*** EXTRACTED MATERIAL ***

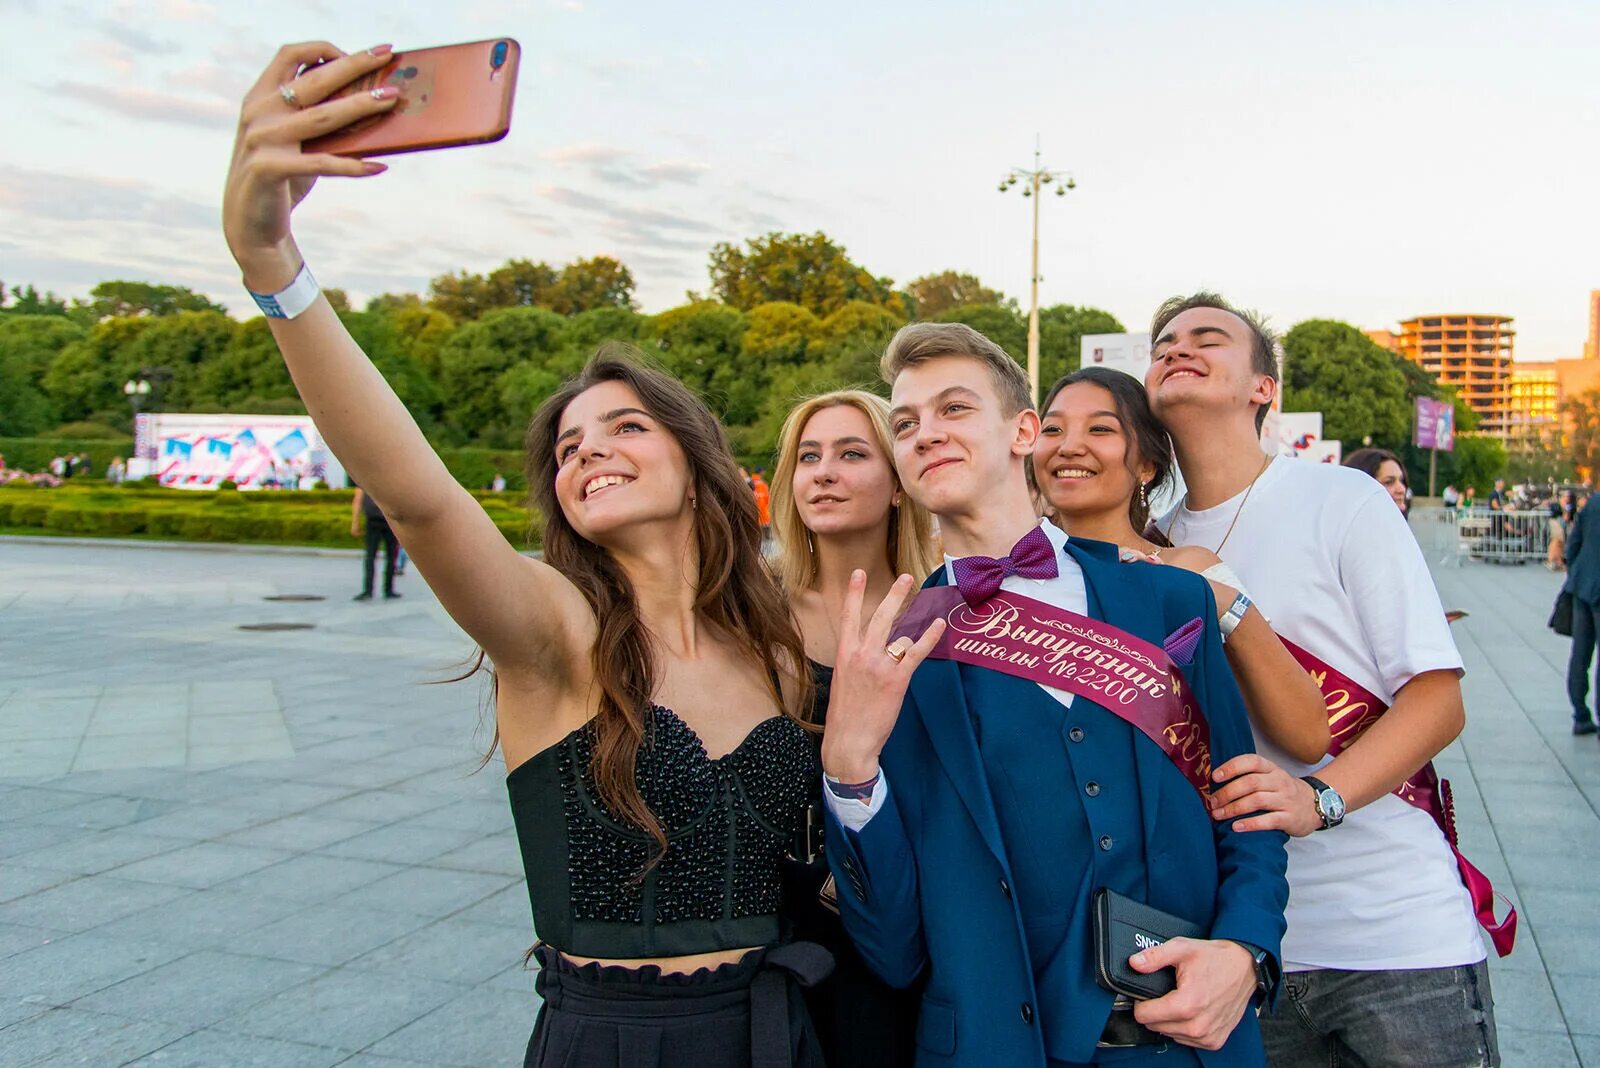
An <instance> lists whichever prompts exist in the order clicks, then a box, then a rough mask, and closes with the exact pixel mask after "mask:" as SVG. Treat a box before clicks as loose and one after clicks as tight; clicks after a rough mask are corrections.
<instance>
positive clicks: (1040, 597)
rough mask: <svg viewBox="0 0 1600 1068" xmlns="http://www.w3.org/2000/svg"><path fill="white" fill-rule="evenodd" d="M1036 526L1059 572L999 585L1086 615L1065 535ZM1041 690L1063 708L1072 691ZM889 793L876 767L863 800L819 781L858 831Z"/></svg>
mask: <svg viewBox="0 0 1600 1068" xmlns="http://www.w3.org/2000/svg"><path fill="white" fill-rule="evenodd" d="M1038 524H1040V528H1043V531H1045V537H1048V539H1050V544H1051V545H1053V547H1054V550H1056V568H1059V574H1058V576H1056V577H1054V579H1024V577H1022V576H1006V577H1005V579H1003V580H1002V582H1000V588H1002V590H1005V592H1008V593H1021V595H1022V596H1030V598H1034V600H1035V601H1045V603H1046V604H1054V606H1056V608H1064V609H1067V611H1069V612H1077V614H1078V616H1088V611H1090V593H1088V587H1086V585H1085V584H1083V569H1082V568H1080V566H1078V561H1077V560H1074V558H1072V556H1069V555H1067V552H1066V545H1067V536H1066V534H1064V532H1062V531H1061V528H1058V526H1056V524H1054V523H1051V521H1050V520H1040V523H1038ZM954 564H955V556H949V555H947V556H946V558H944V572H946V576H947V577H950V580H952V585H954V576H955V571H954V569H952V566H954ZM1038 687H1040V689H1042V691H1045V692H1046V694H1050V695H1051V697H1054V699H1056V700H1059V702H1061V703H1062V705H1066V707H1067V708H1070V707H1072V694H1069V692H1067V691H1064V689H1058V687H1054V686H1045V684H1043V683H1040V684H1038ZM888 796H890V782H888V775H885V774H883V771H882V769H880V771H878V782H877V785H875V787H874V788H872V796H870V798H867V799H866V801H856V799H846V798H840V796H838V795H835V793H834V791H832V790H829V788H827V783H826V782H824V783H822V803H824V804H827V807H829V811H832V812H834V815H835V817H837V819H838V822H840V825H843V827H845V828H846V830H851V831H859V830H861V828H862V827H866V825H867V822H869V820H872V817H874V815H877V814H878V812H880V811H882V809H883V801H885V798H888Z"/></svg>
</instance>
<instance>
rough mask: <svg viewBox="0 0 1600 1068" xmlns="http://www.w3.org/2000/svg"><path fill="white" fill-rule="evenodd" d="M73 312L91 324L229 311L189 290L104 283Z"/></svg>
mask: <svg viewBox="0 0 1600 1068" xmlns="http://www.w3.org/2000/svg"><path fill="white" fill-rule="evenodd" d="M72 310H74V312H78V313H80V315H83V317H86V318H88V320H91V321H99V320H106V318H112V317H123V315H178V313H179V312H226V310H227V309H224V307H222V305H221V304H216V302H213V301H211V299H208V297H203V296H200V294H198V293H195V291H194V289H190V288H187V286H160V285H155V283H149V281H102V283H99V285H98V286H94V288H93V289H90V299H88V301H74V302H72Z"/></svg>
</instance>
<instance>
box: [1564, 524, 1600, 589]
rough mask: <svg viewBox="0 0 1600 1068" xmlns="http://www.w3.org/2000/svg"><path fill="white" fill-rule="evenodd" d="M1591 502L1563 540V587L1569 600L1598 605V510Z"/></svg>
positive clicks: (1599, 532)
mask: <svg viewBox="0 0 1600 1068" xmlns="http://www.w3.org/2000/svg"><path fill="white" fill-rule="evenodd" d="M1592 505H1594V499H1590V500H1589V504H1586V505H1584V507H1582V508H1579V510H1578V518H1576V520H1573V529H1571V532H1570V534H1568V536H1566V584H1565V587H1563V588H1565V590H1568V592H1570V593H1571V595H1573V596H1576V598H1579V600H1582V601H1589V603H1590V604H1600V508H1595V507H1592Z"/></svg>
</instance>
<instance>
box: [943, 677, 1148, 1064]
mask: <svg viewBox="0 0 1600 1068" xmlns="http://www.w3.org/2000/svg"><path fill="white" fill-rule="evenodd" d="M962 684H963V687H965V689H966V694H968V713H970V715H971V718H973V732H974V735H976V739H978V751H979V755H981V758H982V766H984V777H986V779H987V780H989V790H990V793H992V796H994V801H995V815H997V817H998V820H1000V838H1002V839H1003V843H1005V851H1006V857H1008V859H1010V862H1011V878H1013V883H1014V886H1013V887H1011V891H1013V892H1014V894H1016V899H1018V905H1019V910H1021V915H1022V931H1024V938H1026V943H1027V953H1029V961H1030V962H1032V967H1034V982H1035V985H1037V991H1038V1009H1040V1014H1038V1015H1040V1023H1042V1026H1043V1038H1045V1052H1046V1055H1050V1057H1051V1058H1054V1060H1072V1057H1070V1055H1069V1042H1072V1039H1074V1038H1075V1039H1077V1047H1078V1049H1082V1041H1083V1034H1077V1033H1078V1031H1083V1030H1090V1031H1091V1033H1094V1034H1098V1033H1099V1028H1101V1026H1102V1025H1104V1020H1106V1015H1107V1014H1109V1010H1110V998H1112V996H1110V994H1109V993H1106V991H1102V990H1101V988H1099V986H1098V985H1096V982H1094V961H1093V938H1091V934H1093V929H1091V923H1093V919H1091V907H1093V899H1094V891H1098V889H1099V887H1110V889H1114V891H1117V892H1120V894H1126V895H1130V897H1133V899H1136V900H1147V897H1149V889H1147V871H1149V868H1147V863H1146V855H1144V830H1142V809H1141V803H1139V783H1138V777H1136V771H1134V755H1133V745H1134V739H1133V732H1134V731H1133V727H1131V726H1128V724H1126V723H1125V721H1123V719H1120V718H1117V716H1115V715H1112V713H1110V711H1107V710H1106V708H1101V707H1099V705H1096V703H1093V702H1088V700H1085V699H1083V697H1077V699H1074V702H1072V708H1066V707H1064V705H1062V703H1061V702H1058V700H1056V699H1054V697H1051V695H1050V694H1046V692H1045V691H1042V689H1040V687H1038V686H1037V684H1035V683H1030V681H1027V679H1021V678H1014V676H1010V675H1002V673H998V671H994V670H989V668H974V667H966V665H963V667H962ZM1062 787H1067V788H1062ZM1085 994H1088V998H1085ZM1085 1001H1090V1002H1091V1004H1093V1002H1096V1001H1102V1002H1104V1010H1101V1007H1098V1006H1096V1007H1091V1004H1085Z"/></svg>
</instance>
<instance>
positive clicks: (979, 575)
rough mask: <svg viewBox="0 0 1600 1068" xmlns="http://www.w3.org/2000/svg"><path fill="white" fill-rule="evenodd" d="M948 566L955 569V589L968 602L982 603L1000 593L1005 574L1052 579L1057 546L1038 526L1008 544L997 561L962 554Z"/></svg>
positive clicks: (1056, 568) (995, 560)
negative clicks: (960, 555)
mask: <svg viewBox="0 0 1600 1068" xmlns="http://www.w3.org/2000/svg"><path fill="white" fill-rule="evenodd" d="M950 569H952V571H954V572H955V588H958V590H960V592H962V596H963V598H966V603H968V604H982V603H984V601H987V600H989V598H992V596H994V595H995V593H998V592H1000V584H1002V582H1003V580H1005V577H1006V576H1022V577H1024V579H1054V577H1056V576H1058V574H1061V569H1059V568H1058V566H1056V547H1054V545H1051V544H1050V537H1048V536H1046V534H1045V531H1043V528H1038V526H1035V528H1034V529H1032V531H1029V532H1027V534H1024V536H1022V540H1019V542H1018V544H1016V545H1013V547H1011V555H1010V556H1002V558H1000V560H995V558H992V556H962V558H960V560H957V561H955V563H954V564H952V566H950Z"/></svg>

***

WHAT IS BEING ASKED: Exact copy, no pictures: reproduce the whole listing above.

EXERCISE ANSWER:
An <instance> lists whichever prompts exist in the order clicks, then a box, then a rough mask, and closes with the exact pixel mask after "mask:" as SVG. Treat a box before clicks as loose and one after clicks as tight; clicks after a rough mask are corrections.
<instance>
positive clicks: (1040, 597)
rough mask: <svg viewBox="0 0 1600 1068" xmlns="http://www.w3.org/2000/svg"><path fill="white" fill-rule="evenodd" d="M1036 526L1059 572L999 585L1086 615L1065 535ZM1041 690L1063 708L1072 691ZM889 793L876 767L863 800L819 781L858 831Z"/></svg>
mask: <svg viewBox="0 0 1600 1068" xmlns="http://www.w3.org/2000/svg"><path fill="white" fill-rule="evenodd" d="M1038 524H1040V528H1043V531H1045V537H1048V539H1050V544H1051V545H1053V547H1054V550H1056V568H1059V574H1058V576H1056V577H1054V579H1024V577H1022V576H1006V577H1005V579H1003V580H1002V582H1000V588H1002V590H1005V592H1008V593H1021V595H1022V596H1030V598H1034V600H1035V601H1045V603H1046V604H1054V606H1056V608H1064V609H1067V611H1069V612H1077V614H1078V616H1088V611H1090V593H1088V587H1086V585H1085V584H1083V569H1082V568H1080V566H1078V561H1077V560H1074V558H1072V556H1069V555H1067V552H1066V545H1067V536H1066V534H1064V532H1062V531H1061V528H1058V526H1056V524H1054V523H1051V521H1050V520H1040V523H1038ZM954 564H955V556H949V555H947V556H946V558H944V572H946V576H947V577H950V580H952V585H954V576H955V571H954V569H952V566H954ZM1038 687H1040V689H1042V691H1045V692H1046V694H1050V695H1051V697H1054V699H1056V700H1059V702H1061V703H1062V705H1066V707H1067V708H1070V707H1072V694H1069V692H1067V691H1064V689H1058V687H1054V686H1045V684H1043V683H1040V684H1038ZM888 796H890V782H888V775H885V774H883V771H882V769H880V771H878V782H877V785H875V787H874V788H872V796H870V798H867V799H866V801H856V799H846V798H840V796H838V795H835V793H834V791H832V790H829V788H827V783H826V782H824V783H822V803H824V804H827V807H829V811H832V812H834V815H835V817H837V819H838V822H840V825H843V827H845V828H846V830H851V831H859V830H861V828H862V827H866V825H867V822H869V820H872V817H874V815H877V814H878V812H880V811H882V809H883V801H885V798H888Z"/></svg>
</instance>
<instance>
rough mask: <svg viewBox="0 0 1600 1068" xmlns="http://www.w3.org/2000/svg"><path fill="white" fill-rule="evenodd" d="M73 312L91 324L229 311L189 290L104 283Z"/></svg>
mask: <svg viewBox="0 0 1600 1068" xmlns="http://www.w3.org/2000/svg"><path fill="white" fill-rule="evenodd" d="M72 310H74V312H78V313H80V315H83V317H86V318H88V320H91V321H99V320H106V318H112V317H123V315H178V313H179V312H226V310H227V309H224V307H222V305H221V304H216V302H213V301H211V299H208V297H203V296H200V294H198V293H195V291H194V289H190V288H187V286H160V285H155V283H149V281H102V283H99V285H98V286H94V288H93V289H90V299H88V301H74V302H72Z"/></svg>
</instance>
<instance>
box: [1564, 524, 1600, 589]
rough mask: <svg viewBox="0 0 1600 1068" xmlns="http://www.w3.org/2000/svg"><path fill="white" fill-rule="evenodd" d="M1591 502L1563 540V587L1569 600L1598 605V510Z"/></svg>
positive clicks: (1599, 532)
mask: <svg viewBox="0 0 1600 1068" xmlns="http://www.w3.org/2000/svg"><path fill="white" fill-rule="evenodd" d="M1592 505H1594V499H1590V500H1589V504H1586V505H1584V507H1582V508H1579V510H1578V518H1576V520H1573V529H1571V532H1570V534H1568V536H1566V584H1565V587H1563V588H1565V590H1568V592H1570V593H1571V595H1573V596H1576V598H1579V600H1582V601H1589V603H1590V604H1600V508H1595V507H1592Z"/></svg>
</instance>
<instance>
box: [943, 677, 1148, 1064]
mask: <svg viewBox="0 0 1600 1068" xmlns="http://www.w3.org/2000/svg"><path fill="white" fill-rule="evenodd" d="M962 684H963V687H965V689H966V694H968V713H970V715H971V718H973V732H974V735H976V739H978V751H979V755H981V758H982V766H984V777H986V779H987V780H989V790H990V793H992V796H994V801H995V815H997V817H998V820H1000V838H1002V839H1003V843H1005V851H1006V857H1008V859H1010V862H1011V878H1013V883H1014V886H1013V887H1011V891H1013V892H1014V894H1016V899H1018V905H1019V910H1021V915H1022V931H1024V938H1026V943H1027V953H1029V961H1030V962H1032V967H1034V982H1035V985H1037V991H1038V1009H1040V1014H1038V1015H1040V1023H1042V1026H1043V1038H1045V1052H1046V1055H1050V1057H1051V1058H1054V1060H1072V1057H1070V1055H1069V1042H1072V1039H1074V1038H1075V1039H1077V1047H1078V1049H1082V1041H1083V1034H1077V1033H1078V1031H1083V1030H1090V1031H1091V1033H1094V1034H1098V1033H1099V1028H1101V1026H1102V1025H1104V1020H1106V1015H1107V1014H1109V1010H1110V998H1112V996H1110V994H1109V993H1106V991H1102V990H1101V988H1099V986H1098V985H1096V982H1094V961H1093V938H1091V934H1093V929H1091V923H1093V919H1091V907H1093V899H1094V891H1098V889H1099V887H1110V889H1114V891H1117V892H1120V894H1126V895H1130V897H1133V899H1136V900H1147V897H1149V889H1147V871H1149V868H1147V863H1146V855H1144V830H1142V809H1141V803H1139V783H1138V777H1136V771H1134V755H1133V745H1134V739H1133V732H1134V731H1133V727H1131V726H1128V724H1126V723H1125V721H1123V719H1120V718H1117V716H1115V715H1112V713H1110V711H1107V710H1106V708H1101V707H1099V705H1096V703H1093V702H1088V700H1085V699H1083V697H1077V699H1074V702H1072V708H1066V707H1064V705H1062V703H1061V702H1058V700H1056V699H1054V697H1051V695H1050V694H1046V692H1045V691H1042V689H1040V687H1038V686H1037V684H1035V683H1030V681H1027V679H1021V678H1014V676H1010V675H1002V673H998V671H994V670H989V668H974V667H966V665H963V667H962ZM1062 787H1067V788H1062ZM1085 994H1088V998H1085ZM1085 1001H1090V1002H1091V1004H1093V1002H1096V1001H1102V1002H1104V1010H1101V1007H1098V1006H1096V1007H1091V1004H1085Z"/></svg>
</instance>
<instance>
positive clicks: (979, 575)
rough mask: <svg viewBox="0 0 1600 1068" xmlns="http://www.w3.org/2000/svg"><path fill="white" fill-rule="evenodd" d="M948 566L955 569V589L968 602L982 603L1000 593L1005 574L1052 579L1057 546L1038 526L1008 544L997 561L962 554Z"/></svg>
positive clicks: (1056, 568) (995, 560)
negative clicks: (960, 555)
mask: <svg viewBox="0 0 1600 1068" xmlns="http://www.w3.org/2000/svg"><path fill="white" fill-rule="evenodd" d="M950 569H952V571H954V572H955V588H958V590H960V592H962V596H963V598H966V603H968V604H982V603H984V601H987V600H989V598H992V596H994V595H995V593H998V592H1000V584H1002V582H1003V580H1005V577H1006V576H1022V577H1024V579H1054V577H1056V576H1058V574H1061V569H1059V568H1058V566H1056V547H1054V545H1051V544H1050V537H1048V536H1046V534H1045V531H1043V528H1038V526H1035V528H1034V529H1032V531H1029V532H1027V534H1024V536H1022V540H1019V542H1018V544H1016V545H1013V547H1011V555H1010V556H1002V558H1000V560H995V558H992V556H962V558H960V560H957V561H955V563H954V564H952V566H950Z"/></svg>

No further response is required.